Task brief:
Lay out the data below, from the line with "of the olive" up to and including the line with "x=206 y=267", as a two-column CSV headed instruction and coordinates. Give one row per instruction, with its text and its answer each in a single quoted field and line breaks turned into spaces.

▽

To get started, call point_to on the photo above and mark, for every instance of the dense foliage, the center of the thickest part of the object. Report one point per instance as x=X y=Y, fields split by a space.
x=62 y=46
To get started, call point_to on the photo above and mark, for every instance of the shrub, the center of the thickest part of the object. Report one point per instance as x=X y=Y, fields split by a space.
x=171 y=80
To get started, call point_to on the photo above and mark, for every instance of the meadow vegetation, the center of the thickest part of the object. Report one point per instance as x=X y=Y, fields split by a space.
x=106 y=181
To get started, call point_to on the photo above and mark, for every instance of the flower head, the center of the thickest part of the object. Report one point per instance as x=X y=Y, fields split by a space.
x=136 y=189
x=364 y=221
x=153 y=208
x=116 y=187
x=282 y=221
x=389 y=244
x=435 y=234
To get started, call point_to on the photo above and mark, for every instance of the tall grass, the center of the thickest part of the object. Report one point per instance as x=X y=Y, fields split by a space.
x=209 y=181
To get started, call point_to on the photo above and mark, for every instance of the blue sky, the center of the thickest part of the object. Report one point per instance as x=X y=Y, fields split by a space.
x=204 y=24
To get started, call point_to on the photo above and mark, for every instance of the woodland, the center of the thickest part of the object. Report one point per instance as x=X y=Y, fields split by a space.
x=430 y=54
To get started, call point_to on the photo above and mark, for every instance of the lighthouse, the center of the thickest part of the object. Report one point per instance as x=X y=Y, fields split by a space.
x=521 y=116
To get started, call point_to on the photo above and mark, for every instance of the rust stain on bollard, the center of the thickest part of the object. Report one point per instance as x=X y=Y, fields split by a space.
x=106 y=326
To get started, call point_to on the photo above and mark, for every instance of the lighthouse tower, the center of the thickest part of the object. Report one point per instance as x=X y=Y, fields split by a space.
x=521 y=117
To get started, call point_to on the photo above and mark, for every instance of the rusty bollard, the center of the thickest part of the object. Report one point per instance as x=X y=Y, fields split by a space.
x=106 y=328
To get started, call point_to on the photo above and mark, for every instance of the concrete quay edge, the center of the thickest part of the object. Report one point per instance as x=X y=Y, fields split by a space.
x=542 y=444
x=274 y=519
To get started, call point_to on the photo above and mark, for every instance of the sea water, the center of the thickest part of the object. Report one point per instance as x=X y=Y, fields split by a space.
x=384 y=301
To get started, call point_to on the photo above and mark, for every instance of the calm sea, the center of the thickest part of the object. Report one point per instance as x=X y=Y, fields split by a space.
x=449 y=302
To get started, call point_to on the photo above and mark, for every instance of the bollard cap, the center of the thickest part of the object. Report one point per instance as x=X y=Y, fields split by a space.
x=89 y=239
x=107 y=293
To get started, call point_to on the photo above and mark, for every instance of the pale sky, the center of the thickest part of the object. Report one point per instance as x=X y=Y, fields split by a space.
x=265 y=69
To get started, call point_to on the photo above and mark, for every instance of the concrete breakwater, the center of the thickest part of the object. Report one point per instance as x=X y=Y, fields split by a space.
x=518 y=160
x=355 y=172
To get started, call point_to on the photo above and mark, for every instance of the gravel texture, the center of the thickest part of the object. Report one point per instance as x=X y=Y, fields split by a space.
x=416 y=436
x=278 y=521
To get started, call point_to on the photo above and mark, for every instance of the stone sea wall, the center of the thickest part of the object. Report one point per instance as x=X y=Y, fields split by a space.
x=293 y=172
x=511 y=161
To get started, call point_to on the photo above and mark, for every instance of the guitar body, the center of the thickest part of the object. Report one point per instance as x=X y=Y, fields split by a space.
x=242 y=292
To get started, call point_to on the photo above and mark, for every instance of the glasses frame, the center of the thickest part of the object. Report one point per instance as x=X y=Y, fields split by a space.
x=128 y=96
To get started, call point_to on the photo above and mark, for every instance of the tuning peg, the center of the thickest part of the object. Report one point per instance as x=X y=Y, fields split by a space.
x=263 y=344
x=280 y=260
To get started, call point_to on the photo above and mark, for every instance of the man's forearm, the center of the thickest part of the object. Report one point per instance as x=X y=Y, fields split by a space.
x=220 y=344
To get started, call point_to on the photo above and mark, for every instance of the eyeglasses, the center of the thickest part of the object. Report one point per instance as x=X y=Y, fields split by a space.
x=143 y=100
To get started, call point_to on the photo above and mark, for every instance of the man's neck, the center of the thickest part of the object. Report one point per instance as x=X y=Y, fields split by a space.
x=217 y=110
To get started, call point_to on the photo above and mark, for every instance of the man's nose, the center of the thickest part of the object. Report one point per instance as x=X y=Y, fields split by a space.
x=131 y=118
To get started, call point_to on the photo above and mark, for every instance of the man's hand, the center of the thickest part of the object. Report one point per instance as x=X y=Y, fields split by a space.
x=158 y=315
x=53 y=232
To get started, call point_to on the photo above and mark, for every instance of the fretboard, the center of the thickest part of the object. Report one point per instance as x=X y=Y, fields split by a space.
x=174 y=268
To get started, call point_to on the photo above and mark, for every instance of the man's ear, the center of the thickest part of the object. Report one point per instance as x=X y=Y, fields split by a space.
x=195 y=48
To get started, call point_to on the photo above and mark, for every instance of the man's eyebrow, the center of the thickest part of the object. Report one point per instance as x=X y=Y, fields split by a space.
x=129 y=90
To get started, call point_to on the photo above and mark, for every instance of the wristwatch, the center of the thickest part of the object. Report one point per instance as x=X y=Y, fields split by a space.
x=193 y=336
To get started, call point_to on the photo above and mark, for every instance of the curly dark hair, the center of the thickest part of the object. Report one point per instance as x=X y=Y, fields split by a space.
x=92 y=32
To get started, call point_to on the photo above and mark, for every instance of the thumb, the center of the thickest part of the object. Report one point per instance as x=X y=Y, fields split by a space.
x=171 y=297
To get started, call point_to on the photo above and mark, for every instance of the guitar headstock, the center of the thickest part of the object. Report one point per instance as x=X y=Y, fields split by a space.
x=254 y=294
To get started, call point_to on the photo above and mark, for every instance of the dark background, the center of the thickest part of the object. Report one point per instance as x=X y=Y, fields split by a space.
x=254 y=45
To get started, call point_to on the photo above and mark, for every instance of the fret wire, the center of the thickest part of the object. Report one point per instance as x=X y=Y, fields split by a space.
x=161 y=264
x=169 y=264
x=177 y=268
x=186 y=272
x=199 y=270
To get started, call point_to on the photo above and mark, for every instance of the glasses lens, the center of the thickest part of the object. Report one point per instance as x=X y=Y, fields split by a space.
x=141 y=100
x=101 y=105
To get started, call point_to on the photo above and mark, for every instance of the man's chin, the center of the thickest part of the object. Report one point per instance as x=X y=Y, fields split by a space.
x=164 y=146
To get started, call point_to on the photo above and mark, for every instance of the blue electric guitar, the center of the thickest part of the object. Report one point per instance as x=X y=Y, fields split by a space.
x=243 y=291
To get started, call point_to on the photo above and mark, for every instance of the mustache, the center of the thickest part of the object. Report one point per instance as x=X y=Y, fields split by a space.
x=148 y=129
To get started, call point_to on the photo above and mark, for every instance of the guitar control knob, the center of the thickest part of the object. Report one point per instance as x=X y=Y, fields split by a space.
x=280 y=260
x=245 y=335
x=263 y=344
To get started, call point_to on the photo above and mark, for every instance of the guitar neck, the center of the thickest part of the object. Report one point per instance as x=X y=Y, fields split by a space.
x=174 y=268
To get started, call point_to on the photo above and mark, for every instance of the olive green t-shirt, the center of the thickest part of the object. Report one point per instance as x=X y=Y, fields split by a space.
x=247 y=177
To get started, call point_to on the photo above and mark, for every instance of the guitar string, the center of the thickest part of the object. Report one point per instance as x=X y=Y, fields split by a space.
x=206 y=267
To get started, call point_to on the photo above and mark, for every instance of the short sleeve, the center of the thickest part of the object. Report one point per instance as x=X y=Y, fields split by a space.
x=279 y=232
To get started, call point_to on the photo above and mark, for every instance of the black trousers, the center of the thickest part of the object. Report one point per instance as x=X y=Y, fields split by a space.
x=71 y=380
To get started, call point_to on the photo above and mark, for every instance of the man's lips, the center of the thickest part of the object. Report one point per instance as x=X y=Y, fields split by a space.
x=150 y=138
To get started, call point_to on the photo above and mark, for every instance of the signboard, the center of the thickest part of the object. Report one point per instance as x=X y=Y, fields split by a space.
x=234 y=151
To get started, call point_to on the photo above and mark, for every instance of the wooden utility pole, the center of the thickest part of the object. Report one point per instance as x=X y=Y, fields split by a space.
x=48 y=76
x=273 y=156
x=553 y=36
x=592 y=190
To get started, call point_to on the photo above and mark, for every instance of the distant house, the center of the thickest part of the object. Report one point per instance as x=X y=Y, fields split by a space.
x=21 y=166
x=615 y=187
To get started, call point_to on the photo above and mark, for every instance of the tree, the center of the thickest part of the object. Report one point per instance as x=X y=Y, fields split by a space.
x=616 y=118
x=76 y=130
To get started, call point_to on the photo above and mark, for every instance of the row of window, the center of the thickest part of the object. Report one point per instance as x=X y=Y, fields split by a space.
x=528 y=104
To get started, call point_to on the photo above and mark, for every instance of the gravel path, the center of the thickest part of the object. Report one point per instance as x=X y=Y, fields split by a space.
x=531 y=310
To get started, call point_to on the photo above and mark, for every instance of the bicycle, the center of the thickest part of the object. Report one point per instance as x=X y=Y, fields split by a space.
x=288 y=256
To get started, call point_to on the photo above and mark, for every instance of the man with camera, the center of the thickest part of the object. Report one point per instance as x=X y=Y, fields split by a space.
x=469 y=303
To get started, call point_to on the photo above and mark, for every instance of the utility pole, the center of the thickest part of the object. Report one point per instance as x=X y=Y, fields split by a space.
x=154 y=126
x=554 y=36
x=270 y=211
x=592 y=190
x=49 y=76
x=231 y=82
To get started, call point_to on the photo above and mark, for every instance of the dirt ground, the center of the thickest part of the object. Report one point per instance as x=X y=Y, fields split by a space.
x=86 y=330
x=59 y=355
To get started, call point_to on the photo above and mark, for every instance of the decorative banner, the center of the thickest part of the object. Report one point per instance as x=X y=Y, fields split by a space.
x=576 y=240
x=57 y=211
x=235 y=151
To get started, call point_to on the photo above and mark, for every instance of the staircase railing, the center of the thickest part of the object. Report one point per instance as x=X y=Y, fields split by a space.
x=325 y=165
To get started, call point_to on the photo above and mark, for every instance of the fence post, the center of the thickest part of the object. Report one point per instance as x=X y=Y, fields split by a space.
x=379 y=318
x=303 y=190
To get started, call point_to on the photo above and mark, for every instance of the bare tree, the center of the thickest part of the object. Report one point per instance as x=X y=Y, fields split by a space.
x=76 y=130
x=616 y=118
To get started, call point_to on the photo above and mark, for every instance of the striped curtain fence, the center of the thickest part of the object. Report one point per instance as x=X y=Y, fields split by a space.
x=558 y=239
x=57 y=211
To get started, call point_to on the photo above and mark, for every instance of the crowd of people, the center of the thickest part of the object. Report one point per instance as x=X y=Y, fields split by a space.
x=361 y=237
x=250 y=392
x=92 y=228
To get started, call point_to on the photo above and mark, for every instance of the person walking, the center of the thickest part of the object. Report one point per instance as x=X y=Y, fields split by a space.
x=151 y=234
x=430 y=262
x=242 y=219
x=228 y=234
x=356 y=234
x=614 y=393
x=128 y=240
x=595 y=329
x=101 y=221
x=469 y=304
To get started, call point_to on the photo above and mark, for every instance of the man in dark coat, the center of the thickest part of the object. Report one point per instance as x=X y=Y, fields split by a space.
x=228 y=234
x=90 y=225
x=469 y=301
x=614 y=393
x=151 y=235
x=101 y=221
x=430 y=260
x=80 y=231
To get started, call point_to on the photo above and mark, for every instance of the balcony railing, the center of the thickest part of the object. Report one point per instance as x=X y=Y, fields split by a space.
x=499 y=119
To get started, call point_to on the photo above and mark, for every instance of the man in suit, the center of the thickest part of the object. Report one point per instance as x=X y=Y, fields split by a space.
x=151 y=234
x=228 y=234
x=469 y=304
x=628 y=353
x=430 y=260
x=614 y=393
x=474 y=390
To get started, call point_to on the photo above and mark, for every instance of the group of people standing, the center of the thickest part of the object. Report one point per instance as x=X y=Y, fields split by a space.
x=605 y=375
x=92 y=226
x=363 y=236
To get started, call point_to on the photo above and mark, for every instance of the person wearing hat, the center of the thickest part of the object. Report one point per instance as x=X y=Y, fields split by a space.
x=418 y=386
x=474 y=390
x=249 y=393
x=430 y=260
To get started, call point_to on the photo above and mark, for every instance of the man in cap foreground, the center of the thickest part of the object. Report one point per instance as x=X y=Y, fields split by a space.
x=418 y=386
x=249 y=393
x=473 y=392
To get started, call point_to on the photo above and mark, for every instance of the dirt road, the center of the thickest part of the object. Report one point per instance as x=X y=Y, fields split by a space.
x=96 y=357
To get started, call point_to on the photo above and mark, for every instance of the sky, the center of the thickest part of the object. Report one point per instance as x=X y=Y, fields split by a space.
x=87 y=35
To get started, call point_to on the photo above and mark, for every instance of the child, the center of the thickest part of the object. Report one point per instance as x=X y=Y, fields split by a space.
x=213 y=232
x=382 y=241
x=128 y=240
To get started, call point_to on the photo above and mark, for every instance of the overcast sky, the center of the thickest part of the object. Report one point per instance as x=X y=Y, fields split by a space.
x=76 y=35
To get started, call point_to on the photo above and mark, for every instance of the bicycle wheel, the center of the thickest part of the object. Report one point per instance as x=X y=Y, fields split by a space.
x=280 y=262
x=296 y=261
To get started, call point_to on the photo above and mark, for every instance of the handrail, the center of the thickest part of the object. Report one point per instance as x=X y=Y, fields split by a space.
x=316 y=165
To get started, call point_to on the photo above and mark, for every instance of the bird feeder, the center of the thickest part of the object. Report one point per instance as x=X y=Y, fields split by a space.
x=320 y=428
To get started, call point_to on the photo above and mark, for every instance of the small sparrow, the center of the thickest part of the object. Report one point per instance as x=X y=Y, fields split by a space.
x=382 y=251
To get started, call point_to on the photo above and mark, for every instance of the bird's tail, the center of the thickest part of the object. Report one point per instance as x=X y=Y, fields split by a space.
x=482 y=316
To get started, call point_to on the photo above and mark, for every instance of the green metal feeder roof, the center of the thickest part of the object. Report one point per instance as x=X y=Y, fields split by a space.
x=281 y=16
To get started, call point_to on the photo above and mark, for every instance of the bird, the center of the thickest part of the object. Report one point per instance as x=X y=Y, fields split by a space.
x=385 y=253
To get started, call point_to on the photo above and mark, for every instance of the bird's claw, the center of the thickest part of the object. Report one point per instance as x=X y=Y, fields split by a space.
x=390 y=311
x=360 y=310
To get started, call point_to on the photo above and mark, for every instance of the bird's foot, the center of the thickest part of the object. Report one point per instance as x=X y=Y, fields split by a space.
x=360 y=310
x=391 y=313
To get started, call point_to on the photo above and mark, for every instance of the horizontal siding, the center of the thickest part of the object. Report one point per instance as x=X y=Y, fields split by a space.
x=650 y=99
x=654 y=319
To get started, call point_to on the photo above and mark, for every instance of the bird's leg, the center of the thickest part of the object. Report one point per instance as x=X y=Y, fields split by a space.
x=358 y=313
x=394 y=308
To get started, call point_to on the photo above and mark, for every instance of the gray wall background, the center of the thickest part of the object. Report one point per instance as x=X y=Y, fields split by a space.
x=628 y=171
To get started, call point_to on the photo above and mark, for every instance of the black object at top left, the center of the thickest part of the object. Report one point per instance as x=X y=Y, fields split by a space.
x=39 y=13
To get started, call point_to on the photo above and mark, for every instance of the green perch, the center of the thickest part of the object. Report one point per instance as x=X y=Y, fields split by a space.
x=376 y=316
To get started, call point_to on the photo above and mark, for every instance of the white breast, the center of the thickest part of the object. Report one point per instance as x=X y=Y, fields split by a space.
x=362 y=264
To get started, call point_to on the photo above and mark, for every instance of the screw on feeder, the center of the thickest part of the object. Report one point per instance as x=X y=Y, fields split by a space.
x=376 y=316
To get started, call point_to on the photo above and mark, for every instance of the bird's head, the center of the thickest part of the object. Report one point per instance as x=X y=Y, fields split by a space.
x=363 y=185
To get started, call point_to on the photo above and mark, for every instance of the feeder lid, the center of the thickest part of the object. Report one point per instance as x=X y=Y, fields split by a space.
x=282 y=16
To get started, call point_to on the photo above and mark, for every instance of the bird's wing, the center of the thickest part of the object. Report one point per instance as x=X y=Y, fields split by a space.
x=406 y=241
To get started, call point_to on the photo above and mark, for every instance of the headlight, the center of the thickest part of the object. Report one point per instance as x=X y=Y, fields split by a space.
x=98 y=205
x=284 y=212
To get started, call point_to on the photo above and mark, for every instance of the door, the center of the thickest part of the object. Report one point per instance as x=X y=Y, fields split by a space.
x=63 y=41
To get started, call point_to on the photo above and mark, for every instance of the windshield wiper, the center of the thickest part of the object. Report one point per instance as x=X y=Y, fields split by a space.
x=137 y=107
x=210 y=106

△

Full response:
instruction,coordinates
"To get started, call point_to on the photo above and mark, for every instance of the olive green t-shirt, the center of the thickest part of the object. Report one point per instance as x=X y=Y, fields split by a space.","x=247 y=177"
"To get started, call point_to on the photo above and mark, for every instance of the guitar string, the center of the thickest part of the object. Report one point per instance as x=X y=Y, fields split by a space.","x=206 y=267"